• _EXERCISE_
Copy the lines of the listing without changes, starting at the line that contains "gable with one point per instance." and continuing through the final line of the listing.
——
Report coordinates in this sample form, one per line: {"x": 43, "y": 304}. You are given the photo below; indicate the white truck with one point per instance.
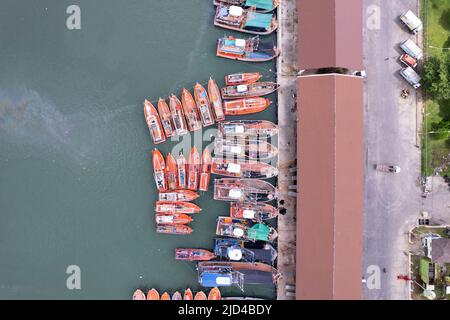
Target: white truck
{"x": 412, "y": 22}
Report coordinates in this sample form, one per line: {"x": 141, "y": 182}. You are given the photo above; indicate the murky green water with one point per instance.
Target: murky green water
{"x": 76, "y": 185}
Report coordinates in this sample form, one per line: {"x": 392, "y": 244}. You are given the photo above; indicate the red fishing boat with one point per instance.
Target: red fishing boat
{"x": 205, "y": 171}
{"x": 166, "y": 118}
{"x": 159, "y": 169}
{"x": 193, "y": 169}
{"x": 190, "y": 111}
{"x": 153, "y": 123}
{"x": 176, "y": 109}
{"x": 194, "y": 254}
{"x": 177, "y": 207}
{"x": 203, "y": 105}
{"x": 216, "y": 100}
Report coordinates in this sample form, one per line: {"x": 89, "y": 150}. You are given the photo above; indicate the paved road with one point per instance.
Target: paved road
{"x": 392, "y": 201}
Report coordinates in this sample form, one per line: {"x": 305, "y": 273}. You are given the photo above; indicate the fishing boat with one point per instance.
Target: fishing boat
{"x": 248, "y": 128}
{"x": 193, "y": 169}
{"x": 166, "y": 118}
{"x": 200, "y": 296}
{"x": 245, "y": 106}
{"x": 190, "y": 111}
{"x": 153, "y": 123}
{"x": 172, "y": 218}
{"x": 176, "y": 109}
{"x": 241, "y": 229}
{"x": 244, "y": 149}
{"x": 216, "y": 100}
{"x": 159, "y": 169}
{"x": 250, "y": 50}
{"x": 152, "y": 294}
{"x": 205, "y": 170}
{"x": 244, "y": 251}
{"x": 256, "y": 89}
{"x": 177, "y": 207}
{"x": 253, "y": 211}
{"x": 139, "y": 295}
{"x": 244, "y": 20}
{"x": 242, "y": 78}
{"x": 194, "y": 254}
{"x": 203, "y": 105}
{"x": 177, "y": 296}
{"x": 171, "y": 172}
{"x": 243, "y": 190}
{"x": 178, "y": 195}
{"x": 243, "y": 169}
{"x": 180, "y": 229}
{"x": 259, "y": 5}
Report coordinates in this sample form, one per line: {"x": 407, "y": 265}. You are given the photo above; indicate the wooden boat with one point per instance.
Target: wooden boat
{"x": 177, "y": 296}
{"x": 247, "y": 128}
{"x": 176, "y": 109}
{"x": 154, "y": 123}
{"x": 245, "y": 106}
{"x": 193, "y": 169}
{"x": 200, "y": 296}
{"x": 256, "y": 89}
{"x": 250, "y": 50}
{"x": 216, "y": 100}
{"x": 165, "y": 296}
{"x": 152, "y": 294}
{"x": 253, "y": 211}
{"x": 243, "y": 169}
{"x": 180, "y": 229}
{"x": 172, "y": 218}
{"x": 203, "y": 105}
{"x": 171, "y": 172}
{"x": 190, "y": 111}
{"x": 205, "y": 170}
{"x": 243, "y": 230}
{"x": 194, "y": 254}
{"x": 214, "y": 294}
{"x": 178, "y": 195}
{"x": 188, "y": 295}
{"x": 243, "y": 190}
{"x": 159, "y": 169}
{"x": 177, "y": 207}
{"x": 245, "y": 149}
{"x": 244, "y": 20}
{"x": 139, "y": 295}
{"x": 166, "y": 118}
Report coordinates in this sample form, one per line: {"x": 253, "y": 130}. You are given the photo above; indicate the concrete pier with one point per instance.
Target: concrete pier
{"x": 287, "y": 143}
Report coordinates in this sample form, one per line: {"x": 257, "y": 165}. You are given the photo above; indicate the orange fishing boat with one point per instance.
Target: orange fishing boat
{"x": 139, "y": 295}
{"x": 242, "y": 78}
{"x": 193, "y": 169}
{"x": 205, "y": 171}
{"x": 153, "y": 122}
{"x": 171, "y": 172}
{"x": 188, "y": 295}
{"x": 159, "y": 169}
{"x": 178, "y": 195}
{"x": 152, "y": 294}
{"x": 166, "y": 118}
{"x": 200, "y": 296}
{"x": 246, "y": 106}
{"x": 177, "y": 207}
{"x": 216, "y": 100}
{"x": 203, "y": 105}
{"x": 190, "y": 111}
{"x": 214, "y": 294}
{"x": 176, "y": 109}
{"x": 172, "y": 218}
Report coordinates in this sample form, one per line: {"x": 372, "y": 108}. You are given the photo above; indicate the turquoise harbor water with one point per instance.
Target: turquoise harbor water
{"x": 76, "y": 184}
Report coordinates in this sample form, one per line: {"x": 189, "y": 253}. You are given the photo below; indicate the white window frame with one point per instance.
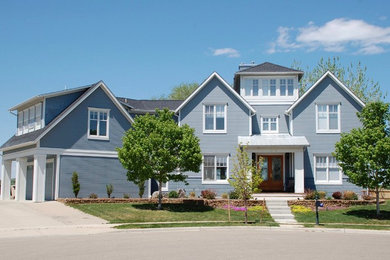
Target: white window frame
{"x": 269, "y": 131}
{"x": 327, "y": 181}
{"x": 98, "y": 136}
{"x": 215, "y": 181}
{"x": 327, "y": 130}
{"x": 214, "y": 130}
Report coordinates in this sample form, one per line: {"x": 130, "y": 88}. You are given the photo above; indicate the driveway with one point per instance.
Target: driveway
{"x": 47, "y": 218}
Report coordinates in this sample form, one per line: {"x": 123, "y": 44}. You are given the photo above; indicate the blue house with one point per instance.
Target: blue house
{"x": 78, "y": 130}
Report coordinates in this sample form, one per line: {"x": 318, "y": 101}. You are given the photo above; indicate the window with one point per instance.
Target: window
{"x": 215, "y": 168}
{"x": 328, "y": 118}
{"x": 327, "y": 170}
{"x": 98, "y": 124}
{"x": 269, "y": 124}
{"x": 30, "y": 119}
{"x": 214, "y": 118}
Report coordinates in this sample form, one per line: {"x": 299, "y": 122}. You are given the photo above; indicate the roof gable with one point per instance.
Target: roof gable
{"x": 317, "y": 83}
{"x": 224, "y": 83}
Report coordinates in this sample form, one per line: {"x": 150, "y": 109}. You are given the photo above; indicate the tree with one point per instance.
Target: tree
{"x": 75, "y": 184}
{"x": 364, "y": 153}
{"x": 353, "y": 76}
{"x": 246, "y": 177}
{"x": 156, "y": 146}
{"x": 181, "y": 91}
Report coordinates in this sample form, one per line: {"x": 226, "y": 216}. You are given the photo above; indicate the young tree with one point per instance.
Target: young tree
{"x": 246, "y": 177}
{"x": 156, "y": 146}
{"x": 364, "y": 153}
{"x": 353, "y": 76}
{"x": 75, "y": 183}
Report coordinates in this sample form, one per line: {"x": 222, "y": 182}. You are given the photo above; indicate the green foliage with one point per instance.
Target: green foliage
{"x": 75, "y": 184}
{"x": 109, "y": 190}
{"x": 156, "y": 146}
{"x": 364, "y": 153}
{"x": 173, "y": 194}
{"x": 353, "y": 76}
{"x": 208, "y": 194}
{"x": 246, "y": 176}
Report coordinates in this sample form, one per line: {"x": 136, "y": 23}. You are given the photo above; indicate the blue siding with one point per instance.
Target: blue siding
{"x": 94, "y": 175}
{"x": 304, "y": 124}
{"x": 55, "y": 105}
{"x": 71, "y": 132}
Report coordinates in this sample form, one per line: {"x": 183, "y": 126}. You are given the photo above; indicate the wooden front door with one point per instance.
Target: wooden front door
——
• _EXERCISE RESPONSE_
Report coordinates in this sample form, one per line: {"x": 299, "y": 122}. You are given the photo above; indicate the roof gable with one point per instance.
Target: roof gable
{"x": 317, "y": 83}
{"x": 224, "y": 83}
Report coordinates in this sample form, one per line: {"x": 150, "y": 109}. You are given the photo above; indicate the tree with one point per instance.
Target: tree
{"x": 75, "y": 184}
{"x": 364, "y": 153}
{"x": 353, "y": 76}
{"x": 246, "y": 177}
{"x": 156, "y": 146}
{"x": 181, "y": 91}
Report coordinates in this sample form, one per line: {"x": 226, "y": 216}. You are given the photo above; indicate the young tree with one point per instance.
Target: young tree
{"x": 246, "y": 177}
{"x": 156, "y": 146}
{"x": 364, "y": 153}
{"x": 353, "y": 76}
{"x": 75, "y": 183}
Report coordinates in this sample form, one per line: {"x": 222, "y": 182}. You are given the photo above; indicate the green foliage with one point per instance.
Target: green foliage
{"x": 75, "y": 184}
{"x": 109, "y": 190}
{"x": 156, "y": 146}
{"x": 364, "y": 153}
{"x": 173, "y": 194}
{"x": 353, "y": 76}
{"x": 208, "y": 194}
{"x": 246, "y": 176}
Report coordinates in this sample form, one per line: {"x": 136, "y": 23}. You are given the photo above; indicate the blue siding with one point per instance.
Target: blue siding
{"x": 94, "y": 175}
{"x": 304, "y": 124}
{"x": 55, "y": 105}
{"x": 71, "y": 132}
Report coordinates in this sample form, one per line: {"x": 183, "y": 126}. You are given the photo above; indicate the wooden front door with one point per instance.
Target: wooden front door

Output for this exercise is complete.